[Data excerpts]

---*---

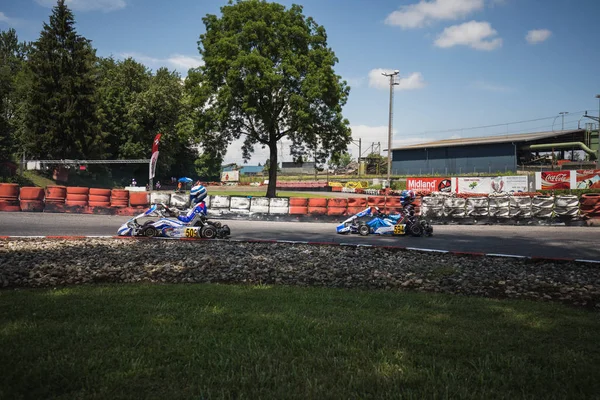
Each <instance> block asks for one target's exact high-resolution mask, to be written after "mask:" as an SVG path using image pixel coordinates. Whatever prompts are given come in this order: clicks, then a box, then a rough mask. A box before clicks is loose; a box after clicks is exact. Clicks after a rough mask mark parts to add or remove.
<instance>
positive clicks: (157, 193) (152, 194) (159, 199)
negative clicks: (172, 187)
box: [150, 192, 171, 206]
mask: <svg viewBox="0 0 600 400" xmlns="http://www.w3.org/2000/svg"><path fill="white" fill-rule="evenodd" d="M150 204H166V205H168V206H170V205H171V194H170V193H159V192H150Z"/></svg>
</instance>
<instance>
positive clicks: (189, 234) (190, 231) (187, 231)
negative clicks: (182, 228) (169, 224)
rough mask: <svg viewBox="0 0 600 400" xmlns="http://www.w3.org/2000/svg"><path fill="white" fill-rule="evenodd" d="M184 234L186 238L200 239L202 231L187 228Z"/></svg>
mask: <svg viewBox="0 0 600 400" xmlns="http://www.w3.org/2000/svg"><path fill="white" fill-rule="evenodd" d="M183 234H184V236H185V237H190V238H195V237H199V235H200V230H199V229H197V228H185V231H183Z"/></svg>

---*---

Duplicate the lines of the data above, starting with the line containing "</instance>" and ending with the line containing "rough mask: <svg", both included.

</instance>
<instance>
positive clicks: (189, 234) (190, 231) (187, 231)
negative clicks: (182, 228) (169, 224)
rough mask: <svg viewBox="0 0 600 400" xmlns="http://www.w3.org/2000/svg"><path fill="white" fill-rule="evenodd" d="M184 234L186 238L200 239L202 231L187 228Z"/></svg>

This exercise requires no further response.